• Task objective:
Write out the lines from the one containing "target: red plastic bag" through the one containing "(1215, 443)", inclusive, as a JSON list of strings with one string per line and blank lines omitted.

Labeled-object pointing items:
((

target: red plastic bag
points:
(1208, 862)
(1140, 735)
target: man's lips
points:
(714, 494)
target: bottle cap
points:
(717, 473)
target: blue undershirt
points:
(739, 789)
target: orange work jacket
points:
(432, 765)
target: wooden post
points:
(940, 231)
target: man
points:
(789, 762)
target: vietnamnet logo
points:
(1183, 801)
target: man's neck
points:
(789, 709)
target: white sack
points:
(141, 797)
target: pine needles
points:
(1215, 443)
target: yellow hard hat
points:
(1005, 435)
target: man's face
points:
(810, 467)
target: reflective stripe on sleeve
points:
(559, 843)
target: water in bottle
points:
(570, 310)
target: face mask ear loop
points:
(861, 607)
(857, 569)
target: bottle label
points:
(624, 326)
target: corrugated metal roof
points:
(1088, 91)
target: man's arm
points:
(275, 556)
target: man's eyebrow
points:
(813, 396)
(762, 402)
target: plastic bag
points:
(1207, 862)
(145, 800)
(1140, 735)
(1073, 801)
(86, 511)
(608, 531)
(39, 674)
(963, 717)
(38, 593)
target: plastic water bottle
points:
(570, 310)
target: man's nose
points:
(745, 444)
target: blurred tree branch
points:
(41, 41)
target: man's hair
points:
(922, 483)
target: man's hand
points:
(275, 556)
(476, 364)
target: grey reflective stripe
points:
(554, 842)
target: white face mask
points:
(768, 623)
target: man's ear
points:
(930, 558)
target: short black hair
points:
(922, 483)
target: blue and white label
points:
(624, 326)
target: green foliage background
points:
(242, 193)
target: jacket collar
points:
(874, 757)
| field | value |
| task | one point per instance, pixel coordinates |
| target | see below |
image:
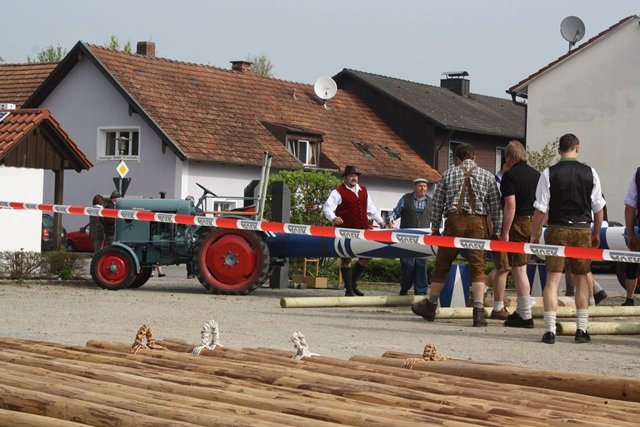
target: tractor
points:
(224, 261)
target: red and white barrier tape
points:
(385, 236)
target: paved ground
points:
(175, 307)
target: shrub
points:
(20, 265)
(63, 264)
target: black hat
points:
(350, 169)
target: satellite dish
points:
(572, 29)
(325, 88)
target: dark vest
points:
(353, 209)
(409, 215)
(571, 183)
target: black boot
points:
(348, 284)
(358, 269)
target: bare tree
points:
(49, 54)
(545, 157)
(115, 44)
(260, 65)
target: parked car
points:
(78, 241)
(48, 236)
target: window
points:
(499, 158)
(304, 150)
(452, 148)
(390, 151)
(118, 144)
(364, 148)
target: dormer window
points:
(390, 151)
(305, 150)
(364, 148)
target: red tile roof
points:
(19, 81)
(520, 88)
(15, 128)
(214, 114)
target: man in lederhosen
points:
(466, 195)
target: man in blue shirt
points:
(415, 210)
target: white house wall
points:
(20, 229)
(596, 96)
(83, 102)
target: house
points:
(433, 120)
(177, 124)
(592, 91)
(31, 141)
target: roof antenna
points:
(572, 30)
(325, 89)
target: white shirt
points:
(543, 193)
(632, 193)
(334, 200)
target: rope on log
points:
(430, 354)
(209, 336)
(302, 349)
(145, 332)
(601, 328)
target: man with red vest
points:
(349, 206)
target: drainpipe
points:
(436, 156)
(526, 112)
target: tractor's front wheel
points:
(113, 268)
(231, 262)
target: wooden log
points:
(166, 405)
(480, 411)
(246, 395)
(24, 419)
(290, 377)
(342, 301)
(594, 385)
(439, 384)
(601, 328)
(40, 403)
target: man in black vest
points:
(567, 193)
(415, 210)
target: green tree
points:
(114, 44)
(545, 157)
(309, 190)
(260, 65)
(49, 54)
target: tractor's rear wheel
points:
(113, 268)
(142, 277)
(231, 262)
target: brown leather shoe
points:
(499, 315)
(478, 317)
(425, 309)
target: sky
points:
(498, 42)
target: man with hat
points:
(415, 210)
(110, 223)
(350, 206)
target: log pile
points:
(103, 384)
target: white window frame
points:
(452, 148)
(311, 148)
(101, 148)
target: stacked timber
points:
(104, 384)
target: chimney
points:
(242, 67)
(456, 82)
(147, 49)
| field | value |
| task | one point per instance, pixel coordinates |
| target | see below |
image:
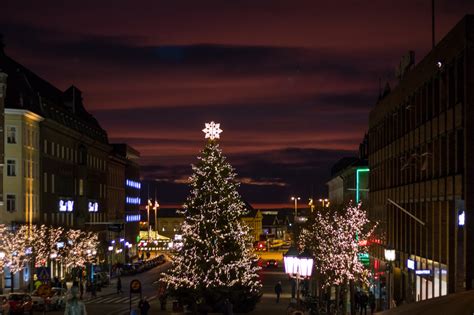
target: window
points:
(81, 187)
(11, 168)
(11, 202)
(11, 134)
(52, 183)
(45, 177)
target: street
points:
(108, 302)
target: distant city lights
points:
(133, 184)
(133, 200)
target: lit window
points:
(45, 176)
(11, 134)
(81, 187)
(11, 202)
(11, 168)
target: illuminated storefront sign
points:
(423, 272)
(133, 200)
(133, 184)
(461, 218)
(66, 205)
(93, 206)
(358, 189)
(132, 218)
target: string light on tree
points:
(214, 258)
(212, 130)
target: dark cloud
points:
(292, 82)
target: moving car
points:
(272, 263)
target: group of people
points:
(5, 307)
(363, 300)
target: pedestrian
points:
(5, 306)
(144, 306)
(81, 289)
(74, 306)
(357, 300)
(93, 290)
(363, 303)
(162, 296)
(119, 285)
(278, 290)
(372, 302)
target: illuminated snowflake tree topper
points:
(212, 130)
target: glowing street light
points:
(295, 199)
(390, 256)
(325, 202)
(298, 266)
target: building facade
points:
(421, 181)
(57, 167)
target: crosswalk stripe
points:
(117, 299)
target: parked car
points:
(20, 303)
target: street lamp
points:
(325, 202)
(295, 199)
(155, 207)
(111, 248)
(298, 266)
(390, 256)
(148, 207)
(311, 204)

))
((

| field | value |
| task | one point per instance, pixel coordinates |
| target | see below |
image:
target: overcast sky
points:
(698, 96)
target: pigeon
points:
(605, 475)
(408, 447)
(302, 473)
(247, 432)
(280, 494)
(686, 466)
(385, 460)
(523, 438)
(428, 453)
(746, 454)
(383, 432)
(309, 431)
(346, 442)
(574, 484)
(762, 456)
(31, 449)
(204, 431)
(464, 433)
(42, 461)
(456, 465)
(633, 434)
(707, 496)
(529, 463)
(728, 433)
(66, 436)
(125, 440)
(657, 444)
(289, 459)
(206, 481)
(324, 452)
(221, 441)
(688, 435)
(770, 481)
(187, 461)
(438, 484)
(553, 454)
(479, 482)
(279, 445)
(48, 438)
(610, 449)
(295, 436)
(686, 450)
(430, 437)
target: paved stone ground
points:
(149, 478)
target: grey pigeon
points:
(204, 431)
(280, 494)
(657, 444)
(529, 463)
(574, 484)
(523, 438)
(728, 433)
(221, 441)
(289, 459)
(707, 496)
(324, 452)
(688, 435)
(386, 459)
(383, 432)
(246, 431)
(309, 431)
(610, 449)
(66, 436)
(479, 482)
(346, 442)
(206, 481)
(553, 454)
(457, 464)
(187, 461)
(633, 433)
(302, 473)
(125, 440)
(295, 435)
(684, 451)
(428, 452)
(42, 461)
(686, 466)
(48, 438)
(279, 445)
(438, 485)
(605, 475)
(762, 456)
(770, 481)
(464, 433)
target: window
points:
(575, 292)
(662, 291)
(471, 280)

))
((

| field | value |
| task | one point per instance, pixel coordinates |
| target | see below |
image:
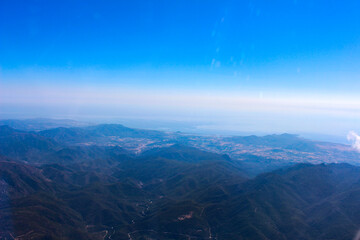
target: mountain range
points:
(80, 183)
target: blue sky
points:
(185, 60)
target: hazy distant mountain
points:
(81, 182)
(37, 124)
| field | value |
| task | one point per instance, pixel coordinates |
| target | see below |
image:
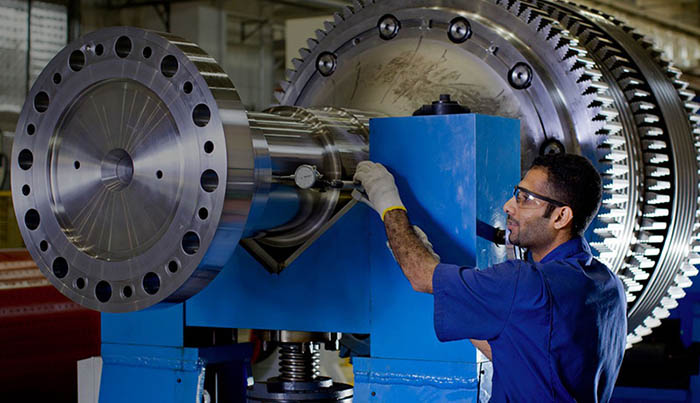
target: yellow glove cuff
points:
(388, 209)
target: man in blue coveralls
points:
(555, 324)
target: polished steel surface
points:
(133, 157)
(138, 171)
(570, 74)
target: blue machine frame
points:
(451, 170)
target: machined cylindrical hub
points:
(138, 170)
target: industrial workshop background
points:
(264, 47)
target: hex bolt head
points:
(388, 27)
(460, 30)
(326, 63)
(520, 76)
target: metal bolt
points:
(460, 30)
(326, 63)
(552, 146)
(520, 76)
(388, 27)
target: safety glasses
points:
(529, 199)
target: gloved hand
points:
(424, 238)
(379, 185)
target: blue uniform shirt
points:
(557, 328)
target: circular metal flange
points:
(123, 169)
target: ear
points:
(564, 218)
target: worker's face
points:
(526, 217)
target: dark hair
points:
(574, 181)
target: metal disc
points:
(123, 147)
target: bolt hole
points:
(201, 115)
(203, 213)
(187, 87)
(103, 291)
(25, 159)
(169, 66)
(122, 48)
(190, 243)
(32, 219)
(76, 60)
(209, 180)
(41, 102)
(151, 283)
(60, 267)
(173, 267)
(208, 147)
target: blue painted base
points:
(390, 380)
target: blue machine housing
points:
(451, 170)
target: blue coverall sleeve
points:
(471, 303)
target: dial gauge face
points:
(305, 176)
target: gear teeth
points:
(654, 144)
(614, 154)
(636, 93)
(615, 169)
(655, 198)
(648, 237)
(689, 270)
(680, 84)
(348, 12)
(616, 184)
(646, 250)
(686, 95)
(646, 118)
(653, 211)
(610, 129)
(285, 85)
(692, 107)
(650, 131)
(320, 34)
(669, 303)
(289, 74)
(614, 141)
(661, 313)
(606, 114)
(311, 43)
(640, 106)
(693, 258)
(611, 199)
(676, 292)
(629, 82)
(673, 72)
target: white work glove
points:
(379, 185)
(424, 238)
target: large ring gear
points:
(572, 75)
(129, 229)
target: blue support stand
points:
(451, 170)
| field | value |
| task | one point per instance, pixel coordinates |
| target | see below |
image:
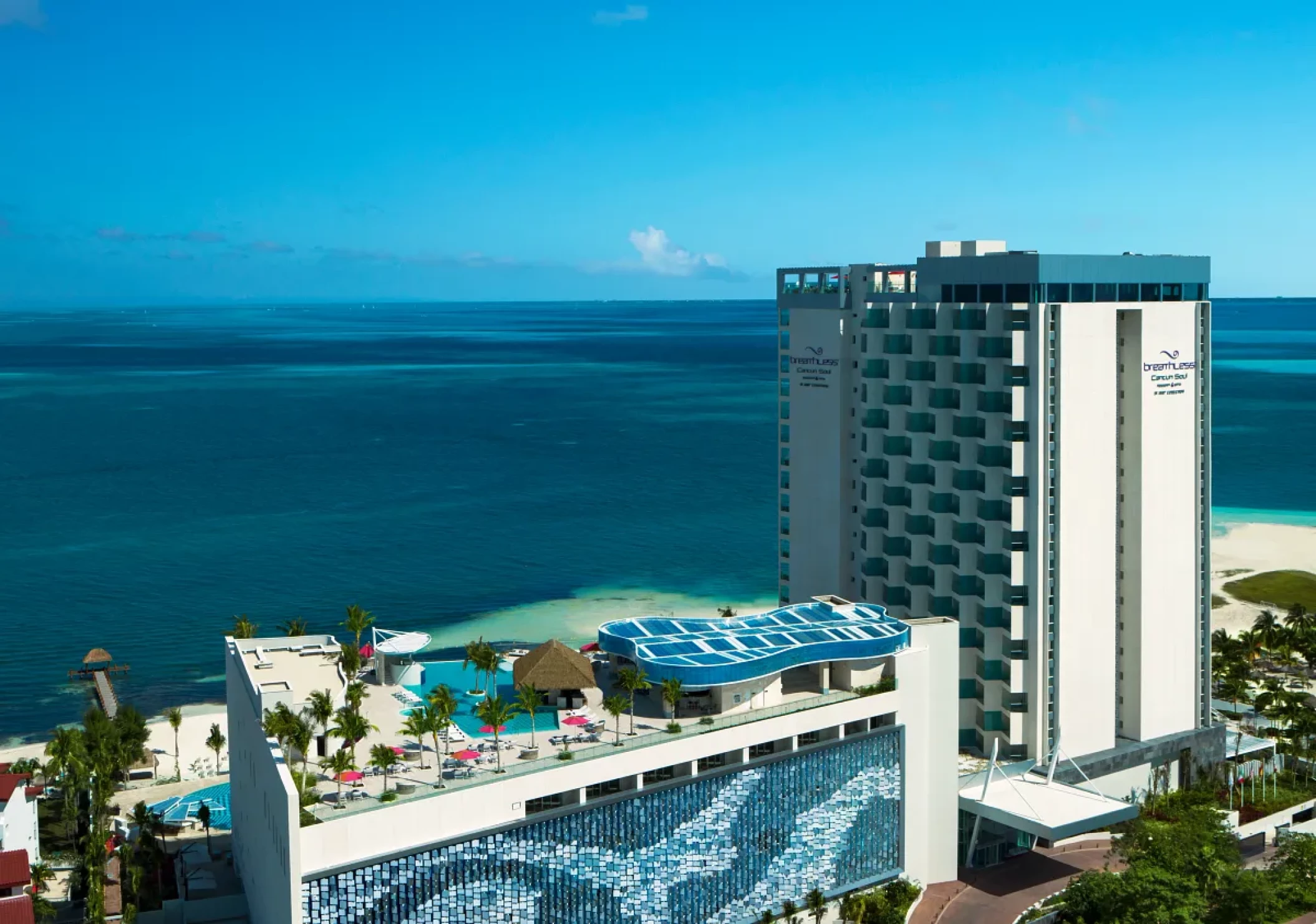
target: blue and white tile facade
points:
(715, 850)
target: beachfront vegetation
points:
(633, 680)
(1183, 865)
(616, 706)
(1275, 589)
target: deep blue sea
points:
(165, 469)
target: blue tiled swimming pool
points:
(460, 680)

))

• Output below:
[
  "target: red plastic bag",
  "points:",
  "(1208, 862)",
  "(1140, 735)",
  "target: man's lips",
  "points:",
  "(714, 494)",
  "target: bottle cap",
  "points:",
  "(717, 473)",
  "target: blue undershirt",
  "points:",
  "(739, 789)",
  "target: orange work jacket",
  "points:",
  "(432, 765)",
  "target: wooden post",
  "points:",
  "(940, 231)",
  "target: man",
  "points:",
  "(789, 762)",
  "target: vietnamnet logo",
  "points:",
  "(1183, 801)",
  "target: man's neck",
  "points:",
  "(789, 709)",
  "target: white sack",
  "points:",
  "(141, 797)",
  "target: pine needles",
  "points:",
  "(1215, 443)"
]